Task item
Using the article below on a universal antiviral drug, list the categories of viruses against which the Columbia University study suggests broad-spectrum antivirals could be developed.

Text section
-*-*-

A Universal Antiviral Drug

by Gertrud U. Rey

There is currently no vaccine that is effective against all viruses and it is unlikely that one will ever exist. But what about a universal antiviral drug? A recent study out of Columbia University suggests that it might be possible to develop effective broad-spectrum antivirals against known, emerging, and unknown viruses.

The idea is based on a rare genetic disorder that causes affected individuals to be in a persistent state of low-grade immunological inflammation, which appears to protect them from developing symptoms of a range of viral infections. The disorder is known as ISG15 deficiency because affected individuals lack both copies of the gene that codes for the immune protein ISG15. ISGs, or “interferon-stimulated genes” are commonly expressed in response to viral infection. As their name implies, they are activated by interferons, which are molecules that prompt downstream immune signaling complexes to elicit a general antiviral state. When immune cells detect a virus, interferons trigger ISGs to make proteins that limit viral replication and degrade viral RNA.

-*-*-

Data for review
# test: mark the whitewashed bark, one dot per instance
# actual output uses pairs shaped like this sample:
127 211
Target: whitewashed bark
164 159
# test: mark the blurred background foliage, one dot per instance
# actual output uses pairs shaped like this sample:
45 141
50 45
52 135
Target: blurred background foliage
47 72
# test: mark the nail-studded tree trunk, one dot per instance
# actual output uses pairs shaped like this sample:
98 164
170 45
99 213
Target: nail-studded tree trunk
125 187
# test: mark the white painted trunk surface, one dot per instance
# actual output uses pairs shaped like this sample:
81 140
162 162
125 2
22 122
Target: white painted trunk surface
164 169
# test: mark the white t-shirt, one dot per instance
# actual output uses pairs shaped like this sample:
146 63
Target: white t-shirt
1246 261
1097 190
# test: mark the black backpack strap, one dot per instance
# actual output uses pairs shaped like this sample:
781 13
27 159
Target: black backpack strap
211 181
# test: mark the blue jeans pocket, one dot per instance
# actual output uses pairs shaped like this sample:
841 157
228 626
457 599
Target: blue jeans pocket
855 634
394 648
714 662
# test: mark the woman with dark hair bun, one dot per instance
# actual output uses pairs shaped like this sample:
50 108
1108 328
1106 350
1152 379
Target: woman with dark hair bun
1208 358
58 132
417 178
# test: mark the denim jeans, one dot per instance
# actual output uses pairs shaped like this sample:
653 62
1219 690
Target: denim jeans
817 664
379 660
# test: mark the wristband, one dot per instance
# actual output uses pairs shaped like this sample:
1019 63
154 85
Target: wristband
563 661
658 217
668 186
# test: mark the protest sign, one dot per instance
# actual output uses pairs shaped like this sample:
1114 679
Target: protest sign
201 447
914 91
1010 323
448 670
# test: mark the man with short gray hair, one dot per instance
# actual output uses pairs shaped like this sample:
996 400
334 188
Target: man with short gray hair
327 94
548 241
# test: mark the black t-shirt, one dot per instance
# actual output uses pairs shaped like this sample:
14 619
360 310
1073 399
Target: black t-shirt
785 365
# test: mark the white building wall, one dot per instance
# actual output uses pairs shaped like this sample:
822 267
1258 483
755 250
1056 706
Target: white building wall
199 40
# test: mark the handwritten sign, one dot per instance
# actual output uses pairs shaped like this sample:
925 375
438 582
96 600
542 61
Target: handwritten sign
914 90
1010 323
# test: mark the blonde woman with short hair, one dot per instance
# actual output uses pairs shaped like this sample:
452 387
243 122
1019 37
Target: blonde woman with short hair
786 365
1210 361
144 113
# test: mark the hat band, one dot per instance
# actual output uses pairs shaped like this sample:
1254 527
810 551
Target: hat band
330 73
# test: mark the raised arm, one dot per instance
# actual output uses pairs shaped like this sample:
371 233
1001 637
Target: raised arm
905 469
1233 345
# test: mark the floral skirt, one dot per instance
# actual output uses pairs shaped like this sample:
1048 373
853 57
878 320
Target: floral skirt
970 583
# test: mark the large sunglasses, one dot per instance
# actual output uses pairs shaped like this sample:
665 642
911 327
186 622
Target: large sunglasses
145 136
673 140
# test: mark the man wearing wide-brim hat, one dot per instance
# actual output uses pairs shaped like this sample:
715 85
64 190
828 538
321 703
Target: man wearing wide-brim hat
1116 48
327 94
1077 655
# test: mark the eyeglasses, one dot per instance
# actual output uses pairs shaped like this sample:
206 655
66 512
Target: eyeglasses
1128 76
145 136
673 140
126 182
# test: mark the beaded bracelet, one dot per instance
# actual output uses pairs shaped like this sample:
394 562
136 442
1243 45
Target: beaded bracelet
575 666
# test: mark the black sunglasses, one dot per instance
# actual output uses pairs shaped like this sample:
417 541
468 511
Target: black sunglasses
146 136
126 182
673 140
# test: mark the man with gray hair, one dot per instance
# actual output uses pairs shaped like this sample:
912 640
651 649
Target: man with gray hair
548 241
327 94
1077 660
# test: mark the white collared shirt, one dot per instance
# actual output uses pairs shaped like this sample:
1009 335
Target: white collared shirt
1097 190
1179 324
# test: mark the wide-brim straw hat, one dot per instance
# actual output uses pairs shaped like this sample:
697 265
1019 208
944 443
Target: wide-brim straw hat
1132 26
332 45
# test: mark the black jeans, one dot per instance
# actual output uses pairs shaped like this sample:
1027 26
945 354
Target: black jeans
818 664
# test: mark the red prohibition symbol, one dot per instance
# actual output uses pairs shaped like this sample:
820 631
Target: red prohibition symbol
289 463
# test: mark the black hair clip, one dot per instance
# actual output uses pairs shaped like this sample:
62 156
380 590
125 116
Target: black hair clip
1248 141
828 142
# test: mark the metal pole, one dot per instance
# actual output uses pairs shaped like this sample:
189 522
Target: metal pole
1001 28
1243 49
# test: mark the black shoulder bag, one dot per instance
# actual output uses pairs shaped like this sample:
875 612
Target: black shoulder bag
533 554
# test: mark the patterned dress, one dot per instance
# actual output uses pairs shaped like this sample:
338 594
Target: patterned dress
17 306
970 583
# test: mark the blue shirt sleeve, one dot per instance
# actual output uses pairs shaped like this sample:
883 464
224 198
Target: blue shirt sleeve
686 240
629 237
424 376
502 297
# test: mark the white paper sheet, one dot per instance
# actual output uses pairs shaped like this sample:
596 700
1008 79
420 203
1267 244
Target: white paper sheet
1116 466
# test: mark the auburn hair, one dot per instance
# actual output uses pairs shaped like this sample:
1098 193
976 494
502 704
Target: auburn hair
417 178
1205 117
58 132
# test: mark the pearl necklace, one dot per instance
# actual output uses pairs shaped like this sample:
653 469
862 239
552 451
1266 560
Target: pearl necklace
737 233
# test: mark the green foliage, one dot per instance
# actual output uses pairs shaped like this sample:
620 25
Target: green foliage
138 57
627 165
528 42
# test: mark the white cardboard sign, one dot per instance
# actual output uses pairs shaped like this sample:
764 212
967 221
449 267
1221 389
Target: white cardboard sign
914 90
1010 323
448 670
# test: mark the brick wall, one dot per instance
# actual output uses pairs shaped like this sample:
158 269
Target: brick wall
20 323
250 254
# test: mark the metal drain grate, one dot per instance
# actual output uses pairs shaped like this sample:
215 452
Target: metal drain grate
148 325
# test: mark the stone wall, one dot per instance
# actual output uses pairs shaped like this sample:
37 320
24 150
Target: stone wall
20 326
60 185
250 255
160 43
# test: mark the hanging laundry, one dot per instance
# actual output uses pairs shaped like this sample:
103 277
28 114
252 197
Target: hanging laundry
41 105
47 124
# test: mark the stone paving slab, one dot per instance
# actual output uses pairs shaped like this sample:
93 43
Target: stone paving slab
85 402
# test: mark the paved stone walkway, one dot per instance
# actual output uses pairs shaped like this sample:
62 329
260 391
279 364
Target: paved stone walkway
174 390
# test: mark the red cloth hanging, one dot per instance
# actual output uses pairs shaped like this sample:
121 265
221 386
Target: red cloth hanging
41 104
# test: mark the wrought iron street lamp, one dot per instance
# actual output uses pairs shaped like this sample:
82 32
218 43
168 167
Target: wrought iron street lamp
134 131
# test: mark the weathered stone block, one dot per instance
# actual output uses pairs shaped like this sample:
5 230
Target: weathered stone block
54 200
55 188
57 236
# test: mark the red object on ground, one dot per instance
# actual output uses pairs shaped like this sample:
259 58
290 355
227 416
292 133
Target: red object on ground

-*-*-

Result for this task
Known viruses, emerging viruses, and unknown viruses.